_Work instruction:_ Please count the lines in the material below that include "green". Reply with the number alone.

^^^^^^^^^^^^^^^^

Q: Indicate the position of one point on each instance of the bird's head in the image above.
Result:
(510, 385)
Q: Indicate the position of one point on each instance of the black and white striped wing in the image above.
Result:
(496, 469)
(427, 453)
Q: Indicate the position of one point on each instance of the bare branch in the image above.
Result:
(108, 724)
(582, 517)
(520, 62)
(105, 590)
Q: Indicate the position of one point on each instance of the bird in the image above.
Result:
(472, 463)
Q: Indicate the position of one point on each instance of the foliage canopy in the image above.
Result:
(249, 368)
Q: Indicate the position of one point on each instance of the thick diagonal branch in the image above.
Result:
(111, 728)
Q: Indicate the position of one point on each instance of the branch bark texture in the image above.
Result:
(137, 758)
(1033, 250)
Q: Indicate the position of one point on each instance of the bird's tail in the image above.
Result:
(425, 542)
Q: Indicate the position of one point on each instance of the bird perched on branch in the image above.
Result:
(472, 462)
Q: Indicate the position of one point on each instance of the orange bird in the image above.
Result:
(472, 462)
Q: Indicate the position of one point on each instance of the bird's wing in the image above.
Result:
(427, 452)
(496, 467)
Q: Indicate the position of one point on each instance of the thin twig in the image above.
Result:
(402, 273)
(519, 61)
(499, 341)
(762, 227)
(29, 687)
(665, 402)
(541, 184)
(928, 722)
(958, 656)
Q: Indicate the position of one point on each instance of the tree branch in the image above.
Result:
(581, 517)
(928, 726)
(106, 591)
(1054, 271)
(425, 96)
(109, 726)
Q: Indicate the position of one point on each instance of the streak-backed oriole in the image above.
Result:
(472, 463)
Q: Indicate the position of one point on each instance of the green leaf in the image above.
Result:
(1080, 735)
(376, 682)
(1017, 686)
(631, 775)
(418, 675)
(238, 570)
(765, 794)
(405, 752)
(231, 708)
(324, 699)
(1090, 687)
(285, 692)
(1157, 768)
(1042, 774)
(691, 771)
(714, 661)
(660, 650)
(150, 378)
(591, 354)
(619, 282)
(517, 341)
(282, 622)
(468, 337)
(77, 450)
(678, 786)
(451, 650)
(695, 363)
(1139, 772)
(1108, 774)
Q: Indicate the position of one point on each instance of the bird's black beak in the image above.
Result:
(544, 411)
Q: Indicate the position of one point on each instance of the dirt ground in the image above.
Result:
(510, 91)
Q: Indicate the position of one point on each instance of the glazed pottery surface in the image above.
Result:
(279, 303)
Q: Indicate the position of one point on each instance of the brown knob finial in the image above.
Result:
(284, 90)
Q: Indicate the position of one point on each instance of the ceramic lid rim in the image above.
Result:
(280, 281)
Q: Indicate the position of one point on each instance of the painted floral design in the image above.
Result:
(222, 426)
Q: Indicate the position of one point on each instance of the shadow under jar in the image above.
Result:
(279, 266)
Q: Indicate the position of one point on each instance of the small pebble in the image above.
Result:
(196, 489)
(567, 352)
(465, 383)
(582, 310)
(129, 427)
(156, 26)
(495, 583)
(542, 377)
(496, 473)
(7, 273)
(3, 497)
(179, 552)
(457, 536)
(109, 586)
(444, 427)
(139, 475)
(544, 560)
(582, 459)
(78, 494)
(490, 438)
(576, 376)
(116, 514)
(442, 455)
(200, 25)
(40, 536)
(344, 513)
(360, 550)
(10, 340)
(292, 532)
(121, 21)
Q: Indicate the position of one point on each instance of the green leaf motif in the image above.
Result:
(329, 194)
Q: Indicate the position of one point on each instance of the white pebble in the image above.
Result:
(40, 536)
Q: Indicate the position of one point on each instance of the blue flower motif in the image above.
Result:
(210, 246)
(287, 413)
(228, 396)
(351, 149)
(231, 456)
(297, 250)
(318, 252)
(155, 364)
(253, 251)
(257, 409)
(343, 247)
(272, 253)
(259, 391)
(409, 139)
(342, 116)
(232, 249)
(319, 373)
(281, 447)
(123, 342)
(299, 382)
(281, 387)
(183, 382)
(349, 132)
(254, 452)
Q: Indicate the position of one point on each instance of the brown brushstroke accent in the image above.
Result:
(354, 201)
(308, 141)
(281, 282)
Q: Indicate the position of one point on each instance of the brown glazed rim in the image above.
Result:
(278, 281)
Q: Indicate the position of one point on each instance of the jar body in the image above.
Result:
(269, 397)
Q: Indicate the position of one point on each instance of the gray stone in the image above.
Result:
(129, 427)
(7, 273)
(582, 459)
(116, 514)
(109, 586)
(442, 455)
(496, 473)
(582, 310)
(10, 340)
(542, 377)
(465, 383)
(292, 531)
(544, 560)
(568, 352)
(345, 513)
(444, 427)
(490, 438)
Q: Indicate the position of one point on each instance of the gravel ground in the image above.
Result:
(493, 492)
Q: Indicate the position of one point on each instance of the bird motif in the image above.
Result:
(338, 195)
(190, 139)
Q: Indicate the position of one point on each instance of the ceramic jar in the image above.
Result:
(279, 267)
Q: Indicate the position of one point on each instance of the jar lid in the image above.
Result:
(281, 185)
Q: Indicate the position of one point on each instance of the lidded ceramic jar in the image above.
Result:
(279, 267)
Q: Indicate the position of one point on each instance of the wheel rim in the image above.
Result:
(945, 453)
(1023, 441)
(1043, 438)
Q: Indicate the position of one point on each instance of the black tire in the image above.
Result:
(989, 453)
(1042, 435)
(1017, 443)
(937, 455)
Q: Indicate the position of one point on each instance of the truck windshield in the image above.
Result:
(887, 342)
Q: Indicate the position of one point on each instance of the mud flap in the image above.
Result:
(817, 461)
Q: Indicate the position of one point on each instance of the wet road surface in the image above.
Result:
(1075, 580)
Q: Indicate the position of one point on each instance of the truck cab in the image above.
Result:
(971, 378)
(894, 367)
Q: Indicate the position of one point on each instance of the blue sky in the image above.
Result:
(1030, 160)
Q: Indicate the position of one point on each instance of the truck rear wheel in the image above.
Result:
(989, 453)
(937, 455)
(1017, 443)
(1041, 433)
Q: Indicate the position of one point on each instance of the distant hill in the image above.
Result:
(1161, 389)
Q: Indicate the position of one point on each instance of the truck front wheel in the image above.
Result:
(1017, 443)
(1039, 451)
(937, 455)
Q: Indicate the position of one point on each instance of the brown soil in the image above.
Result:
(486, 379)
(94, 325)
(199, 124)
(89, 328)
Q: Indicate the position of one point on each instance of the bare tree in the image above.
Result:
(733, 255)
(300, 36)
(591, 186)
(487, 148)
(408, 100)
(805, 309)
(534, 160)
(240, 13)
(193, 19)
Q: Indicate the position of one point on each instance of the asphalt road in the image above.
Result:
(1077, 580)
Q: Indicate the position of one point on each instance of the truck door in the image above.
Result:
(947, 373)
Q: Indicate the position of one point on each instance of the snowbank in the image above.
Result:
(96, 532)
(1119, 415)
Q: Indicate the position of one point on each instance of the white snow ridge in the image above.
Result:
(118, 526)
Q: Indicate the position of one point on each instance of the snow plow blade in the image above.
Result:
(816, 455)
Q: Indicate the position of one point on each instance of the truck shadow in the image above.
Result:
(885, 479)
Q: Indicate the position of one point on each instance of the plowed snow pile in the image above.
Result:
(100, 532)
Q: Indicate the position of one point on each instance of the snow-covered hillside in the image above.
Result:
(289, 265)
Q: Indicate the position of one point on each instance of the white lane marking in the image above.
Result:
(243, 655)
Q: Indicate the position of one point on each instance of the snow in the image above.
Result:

^^^^^^^^^^^^^^^^

_Exercise output:_ 2